■ What you need to do ■
Provide only the number of lines in the data below that contain the word "Phrase".

■ Data records ■
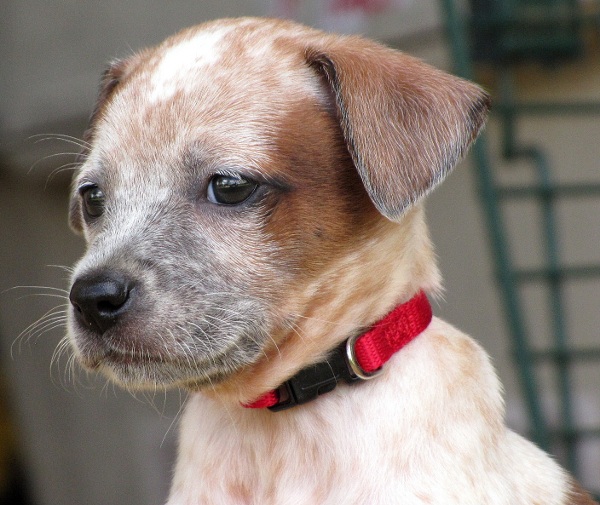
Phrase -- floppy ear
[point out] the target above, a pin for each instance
* * *
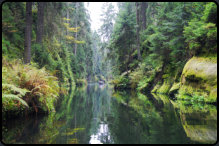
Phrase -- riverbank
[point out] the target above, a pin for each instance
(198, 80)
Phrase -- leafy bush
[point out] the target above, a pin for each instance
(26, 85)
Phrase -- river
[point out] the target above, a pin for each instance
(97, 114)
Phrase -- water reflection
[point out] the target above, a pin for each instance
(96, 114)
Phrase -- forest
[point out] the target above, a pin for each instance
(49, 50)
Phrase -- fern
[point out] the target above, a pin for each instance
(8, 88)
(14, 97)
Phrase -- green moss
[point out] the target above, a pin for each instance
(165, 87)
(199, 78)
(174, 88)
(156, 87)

■ Response for this exercise ■
8